== SET EXERCISE ==
Rewrite the records below as a Markdown table with the columns "Row" and "Line," giving each nonblank line its own numbered row and leaving out blank lines.

== Extracted records ==
::::::::::
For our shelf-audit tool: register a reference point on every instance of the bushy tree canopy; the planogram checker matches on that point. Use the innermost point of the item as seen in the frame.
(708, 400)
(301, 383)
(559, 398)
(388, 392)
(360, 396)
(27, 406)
::::::::::
== WRITTEN REPLY ==
| Row | Line |
|---|---|
| 1 | For our shelf-audit tool: register a reference point on every instance of the bushy tree canopy; the planogram checker matches on that point. Use the innermost point of the item as seen in the frame. |
| 2 | (708, 400) |
| 3 | (301, 383) |
| 4 | (559, 398) |
| 5 | (388, 392) |
| 6 | (360, 396) |
| 7 | (27, 406) |